# Activity 1
From the piece on WIPO's broadcasting treaty, print the passage that starts at "It is a control-freak's" and ends after "old business models.".
# Activity 2
According to the piece on WIPO's broadcasting treaty, why does WIPO appeal to corporate lobbyists and their allies in certain national governments? Answer in one to three sentences.

# Selected extract
+ + + + +

My friend John Naughton is not impressed with WIPO's plans for a broadcasting treaty.
"When I first saw the draft (it was published in April), I assumed it must have been written by executives at Fox, NBC and other US TV networks while high on cocaine, because it read like a wish-list of everything a failing industry could want to protect it from the future.
It is a control-freak's charter. This is predictable, because an obsession with control has worked its way into the industry's DNA. Broadcasting is a few-to-many medium: a small number of content-providers decide what is to be offered, produce the content, and push it to passive consumers. Central to the broadcasting ethos is a desire to control the viewer, to restrict choice to the menus chosen by the industry - like Skinnerian pigeons pecking at coloured levers to obtain food...
...Experience over the last decade has shown us how established industries react when they are threatened by new technology. First they go into denial. Then they resort to legal countermeasures - which invariably fail. Finally they nobble legislators, seeking to persuade them to enact laws that will protect the old business models.
Which is where the draft broadcast treaty comes in. The great thing about Wipo, from the point of corporate lobbyists and their allies in certain national governments, is that it offers more bangs per buck. Instead of having to petition 50 or 100 national legislatures, you persuade Wipo to propose a draft treaty, which is submitted to a diplomatic conference and ratified. Then all the signatories are obliged to do what you want."
Cory Doctorow (firstname.lastname@example.org), Wendy Seltzer (email@example.com) and David Tannenbaum (firstname.lastname@example.org) attended the meeting that John refers to, as part of a public interest delegation and did a terrific job of making noteson the proceedings. The notes provide the first direct public insight into the making of international intellectual property regulations and makes fascinating reading.

+ + + + +

# Data excerpts
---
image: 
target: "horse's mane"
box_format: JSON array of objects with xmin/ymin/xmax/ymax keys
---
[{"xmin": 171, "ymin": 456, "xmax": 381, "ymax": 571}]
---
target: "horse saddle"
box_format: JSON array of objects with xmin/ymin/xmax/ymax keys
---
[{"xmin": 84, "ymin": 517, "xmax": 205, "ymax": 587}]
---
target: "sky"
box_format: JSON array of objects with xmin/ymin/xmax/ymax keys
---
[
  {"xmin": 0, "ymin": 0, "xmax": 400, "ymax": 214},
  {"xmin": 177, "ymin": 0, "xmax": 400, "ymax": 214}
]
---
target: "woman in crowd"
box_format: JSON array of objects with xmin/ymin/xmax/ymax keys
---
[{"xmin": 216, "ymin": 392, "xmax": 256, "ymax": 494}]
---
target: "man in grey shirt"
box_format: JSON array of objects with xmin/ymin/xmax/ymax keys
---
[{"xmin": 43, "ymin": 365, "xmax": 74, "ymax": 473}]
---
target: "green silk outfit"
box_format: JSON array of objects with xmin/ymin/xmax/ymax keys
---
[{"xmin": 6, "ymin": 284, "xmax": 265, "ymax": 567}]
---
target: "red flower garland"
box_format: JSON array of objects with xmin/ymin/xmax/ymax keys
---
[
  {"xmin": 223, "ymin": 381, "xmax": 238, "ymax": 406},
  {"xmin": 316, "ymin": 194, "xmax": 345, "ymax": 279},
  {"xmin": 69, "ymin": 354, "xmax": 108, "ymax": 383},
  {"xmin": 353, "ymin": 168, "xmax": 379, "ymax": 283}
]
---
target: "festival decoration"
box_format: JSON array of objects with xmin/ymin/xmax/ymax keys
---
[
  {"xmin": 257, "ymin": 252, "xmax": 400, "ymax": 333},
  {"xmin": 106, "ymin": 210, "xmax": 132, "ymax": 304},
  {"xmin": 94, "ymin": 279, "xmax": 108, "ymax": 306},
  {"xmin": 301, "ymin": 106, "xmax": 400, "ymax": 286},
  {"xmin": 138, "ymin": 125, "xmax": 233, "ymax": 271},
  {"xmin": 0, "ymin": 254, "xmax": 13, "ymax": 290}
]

+ + + + +

# Task answer 1
It is a control-freak's charter. This is predictable, because an obsession with control has worked its way into the industry's DNA. Broadcasting is a few-to-many medium: a small number of content-providers decide what is to be offered, produce the content, and push it to passive consumers. Central to the broadcasting ethos is a desire to control the viewer, to restrict choice to the menus chosen by the industry - like Skinnerian pigeons pecking at coloured levers to obtain food...
...Experience over the last decade has shown us how established industries react when they are threatened by new technology. First they go into denial. Then they resort to legal countermeasures - which invariably fail. Finally they nobble legislators, seeking to persuade them to enact laws that will protect the old business models.

# Task answer 2
WIPO offers them "more bangs per buck." Instead of petitioning 50 or 100 national legislatures, they can persuade WIPO to propose a draft treaty, which is submitted to a diplomatic conference and ratified. After that, all the signatories are obliged to do what the lobbyists want.